Job: Copy every item below word for word, leaving the pictures out.

(begin)

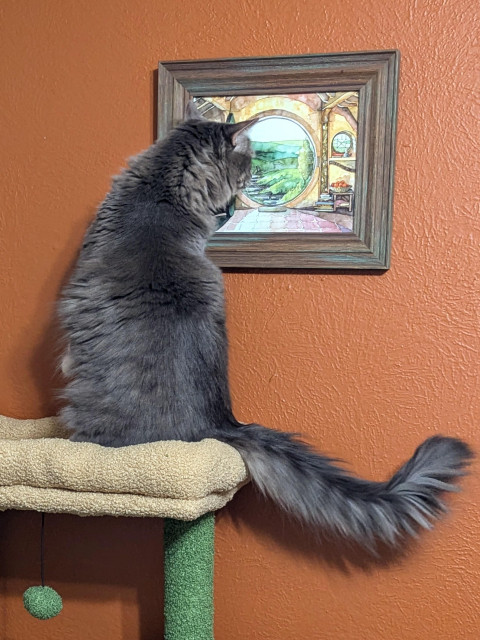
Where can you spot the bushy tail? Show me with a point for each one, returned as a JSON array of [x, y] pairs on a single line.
[[314, 489]]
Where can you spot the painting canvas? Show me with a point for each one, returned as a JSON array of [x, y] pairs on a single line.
[[322, 184], [303, 170]]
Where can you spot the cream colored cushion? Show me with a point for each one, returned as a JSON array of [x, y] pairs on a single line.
[[41, 469]]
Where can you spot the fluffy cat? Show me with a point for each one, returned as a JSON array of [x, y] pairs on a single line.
[[144, 316]]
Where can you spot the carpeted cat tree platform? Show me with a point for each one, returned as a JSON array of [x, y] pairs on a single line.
[[41, 470]]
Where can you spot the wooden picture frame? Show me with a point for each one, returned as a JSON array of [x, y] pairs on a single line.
[[373, 78]]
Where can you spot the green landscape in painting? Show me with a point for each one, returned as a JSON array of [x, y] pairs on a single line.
[[281, 170]]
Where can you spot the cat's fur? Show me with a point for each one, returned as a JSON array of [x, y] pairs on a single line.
[[144, 315]]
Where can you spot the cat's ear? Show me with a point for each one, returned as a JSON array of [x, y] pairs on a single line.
[[192, 113], [238, 131]]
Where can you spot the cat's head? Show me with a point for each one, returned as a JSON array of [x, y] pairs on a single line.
[[218, 156]]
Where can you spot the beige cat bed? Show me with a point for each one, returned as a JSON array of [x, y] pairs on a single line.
[[41, 470]]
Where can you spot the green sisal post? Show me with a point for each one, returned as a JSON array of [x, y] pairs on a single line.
[[189, 550]]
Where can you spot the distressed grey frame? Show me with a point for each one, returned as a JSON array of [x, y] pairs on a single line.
[[374, 75]]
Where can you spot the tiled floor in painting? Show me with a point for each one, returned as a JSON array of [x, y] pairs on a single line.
[[291, 220]]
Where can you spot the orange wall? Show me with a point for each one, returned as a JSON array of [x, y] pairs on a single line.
[[366, 365]]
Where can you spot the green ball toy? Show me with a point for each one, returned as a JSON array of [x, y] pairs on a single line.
[[42, 602]]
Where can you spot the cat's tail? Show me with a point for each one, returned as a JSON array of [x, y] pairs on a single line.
[[314, 489]]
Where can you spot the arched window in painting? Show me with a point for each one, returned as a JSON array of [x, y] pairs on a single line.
[[343, 145], [284, 161]]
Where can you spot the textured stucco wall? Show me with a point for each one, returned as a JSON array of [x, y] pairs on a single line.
[[366, 366]]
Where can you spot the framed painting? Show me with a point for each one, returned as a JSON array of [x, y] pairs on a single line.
[[322, 174]]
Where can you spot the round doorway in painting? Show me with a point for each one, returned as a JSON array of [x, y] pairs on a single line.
[[284, 161]]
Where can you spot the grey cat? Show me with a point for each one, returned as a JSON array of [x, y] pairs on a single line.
[[144, 316]]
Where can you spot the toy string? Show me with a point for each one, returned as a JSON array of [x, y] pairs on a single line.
[[42, 550]]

(end)

Answer to the task:
Where can you spot the bushy tail? Show me with a point for each one, returned as a JSON array of [x, y] pairs on a single line.
[[314, 489]]
Where can you spot the painting canvas? Show me with a point for each one, returned as a JSON array of [x, y] pairs on a single line.
[[322, 184], [303, 170]]
Where can you spot the cream colored cushion? Show me with a point for each one, returned as a JSON array of [x, y] pairs on a single line.
[[41, 469]]
Where can you spot the fluffy cat? Show me with a point for each one, returned as a JSON array of [x, y] pairs on a single line.
[[144, 316]]
Where can you spot the carpeted cat tree platform? Show me with a point for each one, returned as a JSON array of [x, y] pairs on a single line.
[[41, 470]]
Where can you spot the wooden picture frame? Show me with a point for each one, returned as a JSON array of [x, y] pairs on a single line.
[[373, 78]]
Where can you spot the green landscape in painting? Show me with a point for each one, returned as a JSON array of [x, y] pairs on a single line.
[[281, 170]]
Where can you spot the cat's fur? Show me with a point for each one, returned as a JSON array of [x, y] pairs on a single line.
[[144, 315]]
Where can you spot the cat's ear? Show me with a point for each one, returned as a JSON array of [x, y] pairs on a single line.
[[192, 113], [238, 131]]
Where can you spot the cat's head? Show me with a point for each one, returned as a JSON array of [x, y] pairs on a single line.
[[218, 156]]
Where can you spot the beige cat bed? Show me with a point for each one, returned as a JSON array of [x, y] pairs on a single line.
[[41, 470]]
Where can you spot the green sisal post? Show me with a point for each one, returned as a JSON array of [x, y] pairs on a single line.
[[189, 550]]
Where can you spot the distressed grey frame? Show me with a point for each one, returned as a JSON array of [x, y] pairs on a single line.
[[374, 75]]
Where can you spot the tiled floor in painting? Show me with a point for each one, returned as a JSON array of [x, y] pairs on a single line.
[[291, 220]]
Where can you spot the orange wall? Show me with a point for each one, returned as a JSON array of [x, y] pairs on a single line.
[[366, 365]]
Where can you spot the green ball toy? Show me with a point for each one, returned as a JSON array of [x, y] pairs on a single line.
[[42, 602]]
Where can you spot the cat's tail? Show me with a point for each one, returned as a JSON array of [x, y] pairs on a single line.
[[314, 489]]
Where can you spot the arched window in painting? Show me with a point for each one, returned as a JSON array of [x, y] pairs on a single line.
[[343, 145], [284, 161]]
Where can you spot the textured stucco wall? Show me with a point for each one, returned as a JSON array of [x, y] pairs on a single line.
[[366, 366]]
Where can you spot the framed painting? Show me with a point for each one, returned as a JSON array of [x, y] pairs on a single line.
[[322, 174]]
Where can you spot the round doorway in painting? Show me with a point for each one, returned as a JSON array of [x, y] pairs on a single line.
[[284, 161]]
Where can you spot the grey cat? Show me with a point for each one, returned as a JSON array of [x, y] pairs on a single line.
[[144, 316]]
Where can you spot the toy string? Show me with a point for each one, returned as a JSON array of [x, y] pairs on a single line.
[[42, 550]]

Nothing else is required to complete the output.